= TASK TO CARRY OUT =
Within the entries below, every line containing "railing" is to be copied.

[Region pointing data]
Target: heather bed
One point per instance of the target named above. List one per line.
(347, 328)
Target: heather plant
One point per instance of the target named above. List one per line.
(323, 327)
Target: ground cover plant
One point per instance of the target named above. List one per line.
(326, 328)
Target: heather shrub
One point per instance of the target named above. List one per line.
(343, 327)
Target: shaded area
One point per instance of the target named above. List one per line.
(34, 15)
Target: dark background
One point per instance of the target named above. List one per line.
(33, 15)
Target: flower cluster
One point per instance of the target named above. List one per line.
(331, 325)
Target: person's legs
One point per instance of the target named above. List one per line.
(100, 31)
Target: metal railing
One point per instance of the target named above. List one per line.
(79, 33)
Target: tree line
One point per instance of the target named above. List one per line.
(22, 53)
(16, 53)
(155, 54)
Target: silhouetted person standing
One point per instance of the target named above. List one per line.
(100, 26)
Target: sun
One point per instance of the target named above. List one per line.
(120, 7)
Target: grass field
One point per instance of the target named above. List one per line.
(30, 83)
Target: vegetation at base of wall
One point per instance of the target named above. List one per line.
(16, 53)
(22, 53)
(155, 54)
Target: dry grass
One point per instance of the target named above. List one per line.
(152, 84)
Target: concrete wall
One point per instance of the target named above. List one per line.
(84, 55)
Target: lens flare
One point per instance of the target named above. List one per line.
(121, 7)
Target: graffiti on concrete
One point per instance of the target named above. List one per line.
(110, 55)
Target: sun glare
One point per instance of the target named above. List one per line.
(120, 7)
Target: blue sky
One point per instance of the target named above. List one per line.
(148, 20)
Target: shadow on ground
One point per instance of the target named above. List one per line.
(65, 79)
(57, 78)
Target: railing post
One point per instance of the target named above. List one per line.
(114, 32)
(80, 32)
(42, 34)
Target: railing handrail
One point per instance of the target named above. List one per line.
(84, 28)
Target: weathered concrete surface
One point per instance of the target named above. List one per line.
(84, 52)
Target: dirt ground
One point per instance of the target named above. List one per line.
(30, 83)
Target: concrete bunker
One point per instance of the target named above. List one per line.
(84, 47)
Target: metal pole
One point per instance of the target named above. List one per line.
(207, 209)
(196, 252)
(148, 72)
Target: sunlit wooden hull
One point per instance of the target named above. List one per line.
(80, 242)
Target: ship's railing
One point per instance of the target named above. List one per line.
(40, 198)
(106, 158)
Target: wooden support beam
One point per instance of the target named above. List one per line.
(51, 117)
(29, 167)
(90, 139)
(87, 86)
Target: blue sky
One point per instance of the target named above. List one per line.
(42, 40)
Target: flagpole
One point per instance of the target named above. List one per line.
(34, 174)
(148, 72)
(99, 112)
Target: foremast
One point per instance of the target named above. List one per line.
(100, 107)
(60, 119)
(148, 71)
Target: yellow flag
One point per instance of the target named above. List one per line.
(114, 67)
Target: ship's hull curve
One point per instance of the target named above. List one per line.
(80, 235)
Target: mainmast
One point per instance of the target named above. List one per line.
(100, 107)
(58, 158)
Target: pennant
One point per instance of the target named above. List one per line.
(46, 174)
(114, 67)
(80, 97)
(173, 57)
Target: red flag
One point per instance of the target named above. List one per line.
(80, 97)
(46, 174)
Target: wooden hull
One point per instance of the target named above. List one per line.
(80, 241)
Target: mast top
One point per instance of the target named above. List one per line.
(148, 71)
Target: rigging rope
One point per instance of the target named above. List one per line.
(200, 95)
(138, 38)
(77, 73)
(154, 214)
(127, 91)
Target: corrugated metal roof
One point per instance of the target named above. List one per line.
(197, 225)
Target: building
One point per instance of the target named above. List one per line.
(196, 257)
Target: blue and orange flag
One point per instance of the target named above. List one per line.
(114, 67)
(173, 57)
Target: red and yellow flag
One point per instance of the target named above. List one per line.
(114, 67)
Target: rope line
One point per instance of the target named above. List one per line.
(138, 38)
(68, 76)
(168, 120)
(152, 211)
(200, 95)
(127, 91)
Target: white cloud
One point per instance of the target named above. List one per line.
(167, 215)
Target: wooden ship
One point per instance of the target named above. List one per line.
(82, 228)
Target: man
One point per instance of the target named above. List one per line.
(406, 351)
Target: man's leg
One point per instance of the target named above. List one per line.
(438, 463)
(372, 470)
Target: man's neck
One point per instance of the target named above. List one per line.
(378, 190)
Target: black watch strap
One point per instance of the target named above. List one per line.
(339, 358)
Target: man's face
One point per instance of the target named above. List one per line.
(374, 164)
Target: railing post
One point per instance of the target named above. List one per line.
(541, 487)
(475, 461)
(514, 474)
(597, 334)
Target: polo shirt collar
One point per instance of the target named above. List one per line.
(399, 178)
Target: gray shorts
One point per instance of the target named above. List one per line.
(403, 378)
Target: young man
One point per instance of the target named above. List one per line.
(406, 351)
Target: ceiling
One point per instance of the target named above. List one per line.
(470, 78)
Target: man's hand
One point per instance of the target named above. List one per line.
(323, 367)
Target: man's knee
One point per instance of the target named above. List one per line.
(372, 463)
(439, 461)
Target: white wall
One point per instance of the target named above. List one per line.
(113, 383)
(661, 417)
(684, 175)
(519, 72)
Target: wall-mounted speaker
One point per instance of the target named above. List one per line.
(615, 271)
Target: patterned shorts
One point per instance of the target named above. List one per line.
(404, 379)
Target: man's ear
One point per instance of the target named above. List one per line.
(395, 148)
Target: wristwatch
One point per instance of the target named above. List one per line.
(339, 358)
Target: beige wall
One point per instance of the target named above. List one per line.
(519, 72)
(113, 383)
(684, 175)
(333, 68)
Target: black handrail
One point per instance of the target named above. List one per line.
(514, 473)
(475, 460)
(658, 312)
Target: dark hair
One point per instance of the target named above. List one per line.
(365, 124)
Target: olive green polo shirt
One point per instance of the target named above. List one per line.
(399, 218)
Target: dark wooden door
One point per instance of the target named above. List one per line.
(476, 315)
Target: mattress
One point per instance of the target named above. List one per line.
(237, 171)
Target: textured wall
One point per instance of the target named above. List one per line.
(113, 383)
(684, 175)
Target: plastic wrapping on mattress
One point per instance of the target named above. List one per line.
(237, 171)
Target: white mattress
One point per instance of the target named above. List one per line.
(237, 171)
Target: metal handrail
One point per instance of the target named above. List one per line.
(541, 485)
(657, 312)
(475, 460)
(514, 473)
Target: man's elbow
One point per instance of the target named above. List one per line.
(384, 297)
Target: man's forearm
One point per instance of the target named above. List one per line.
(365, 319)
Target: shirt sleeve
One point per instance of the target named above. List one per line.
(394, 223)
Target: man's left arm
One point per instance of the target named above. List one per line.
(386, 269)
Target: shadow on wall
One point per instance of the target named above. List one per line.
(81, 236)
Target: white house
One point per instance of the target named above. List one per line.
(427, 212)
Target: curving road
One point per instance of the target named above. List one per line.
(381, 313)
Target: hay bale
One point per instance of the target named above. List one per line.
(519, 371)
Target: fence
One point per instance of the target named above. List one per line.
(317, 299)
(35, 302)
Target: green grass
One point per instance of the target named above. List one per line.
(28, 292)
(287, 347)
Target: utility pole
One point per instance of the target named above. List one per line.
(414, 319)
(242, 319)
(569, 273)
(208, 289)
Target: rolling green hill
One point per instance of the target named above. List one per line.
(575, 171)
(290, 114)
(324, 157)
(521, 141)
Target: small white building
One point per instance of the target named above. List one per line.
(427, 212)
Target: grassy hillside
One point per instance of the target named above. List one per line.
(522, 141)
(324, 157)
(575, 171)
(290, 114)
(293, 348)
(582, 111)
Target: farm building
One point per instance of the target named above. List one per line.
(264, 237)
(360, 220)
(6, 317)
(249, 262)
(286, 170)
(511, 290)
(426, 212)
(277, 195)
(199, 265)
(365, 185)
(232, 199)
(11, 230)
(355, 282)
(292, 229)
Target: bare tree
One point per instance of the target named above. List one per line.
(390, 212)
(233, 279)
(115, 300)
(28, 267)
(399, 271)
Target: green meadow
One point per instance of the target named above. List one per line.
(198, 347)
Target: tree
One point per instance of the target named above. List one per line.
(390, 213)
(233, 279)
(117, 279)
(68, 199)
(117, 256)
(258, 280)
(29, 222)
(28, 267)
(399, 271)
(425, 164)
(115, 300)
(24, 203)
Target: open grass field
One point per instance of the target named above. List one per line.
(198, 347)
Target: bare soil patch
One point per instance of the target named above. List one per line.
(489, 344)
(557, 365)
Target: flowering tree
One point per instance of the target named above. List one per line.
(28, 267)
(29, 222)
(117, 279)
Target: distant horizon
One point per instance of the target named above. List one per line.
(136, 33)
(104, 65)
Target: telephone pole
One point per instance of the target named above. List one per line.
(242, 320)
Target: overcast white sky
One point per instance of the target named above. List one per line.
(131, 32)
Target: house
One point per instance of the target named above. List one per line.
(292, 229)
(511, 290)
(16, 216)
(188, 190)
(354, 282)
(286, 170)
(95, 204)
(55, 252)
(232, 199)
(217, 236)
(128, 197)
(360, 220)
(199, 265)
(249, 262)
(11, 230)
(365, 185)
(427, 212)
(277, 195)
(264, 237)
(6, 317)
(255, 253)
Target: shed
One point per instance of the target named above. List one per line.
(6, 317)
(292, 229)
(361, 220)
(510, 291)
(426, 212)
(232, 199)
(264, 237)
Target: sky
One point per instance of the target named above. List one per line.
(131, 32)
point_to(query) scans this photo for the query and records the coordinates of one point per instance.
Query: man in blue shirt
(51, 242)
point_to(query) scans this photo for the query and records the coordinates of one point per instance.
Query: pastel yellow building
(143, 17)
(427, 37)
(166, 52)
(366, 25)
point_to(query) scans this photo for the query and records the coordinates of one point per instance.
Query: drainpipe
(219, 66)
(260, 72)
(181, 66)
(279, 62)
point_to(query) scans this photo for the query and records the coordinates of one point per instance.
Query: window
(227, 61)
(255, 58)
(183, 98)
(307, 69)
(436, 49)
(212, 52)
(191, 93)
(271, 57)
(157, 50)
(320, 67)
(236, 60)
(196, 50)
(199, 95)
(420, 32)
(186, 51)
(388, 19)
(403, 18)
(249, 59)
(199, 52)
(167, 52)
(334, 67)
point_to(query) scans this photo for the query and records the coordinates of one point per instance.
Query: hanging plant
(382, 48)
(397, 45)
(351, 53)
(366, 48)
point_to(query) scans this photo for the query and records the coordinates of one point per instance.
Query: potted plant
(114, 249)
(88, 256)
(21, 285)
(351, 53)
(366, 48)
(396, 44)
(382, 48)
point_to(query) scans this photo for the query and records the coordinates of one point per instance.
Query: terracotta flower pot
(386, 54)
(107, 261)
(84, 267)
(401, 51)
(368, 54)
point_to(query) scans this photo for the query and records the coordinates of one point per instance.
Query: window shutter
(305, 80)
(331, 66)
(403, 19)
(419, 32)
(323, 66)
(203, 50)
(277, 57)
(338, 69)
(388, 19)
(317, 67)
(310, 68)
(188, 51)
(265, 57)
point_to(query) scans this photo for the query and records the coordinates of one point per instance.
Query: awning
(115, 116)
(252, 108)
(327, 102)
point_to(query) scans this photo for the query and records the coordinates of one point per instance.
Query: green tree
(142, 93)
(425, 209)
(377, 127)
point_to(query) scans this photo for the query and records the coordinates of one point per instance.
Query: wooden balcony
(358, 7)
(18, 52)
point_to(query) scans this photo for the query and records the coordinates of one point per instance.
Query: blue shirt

= RESULT OF THIS EXERCISE =
Target: metal railing
Target: railing post
Target: railing handrail
Target: ship's railing
Target: railing post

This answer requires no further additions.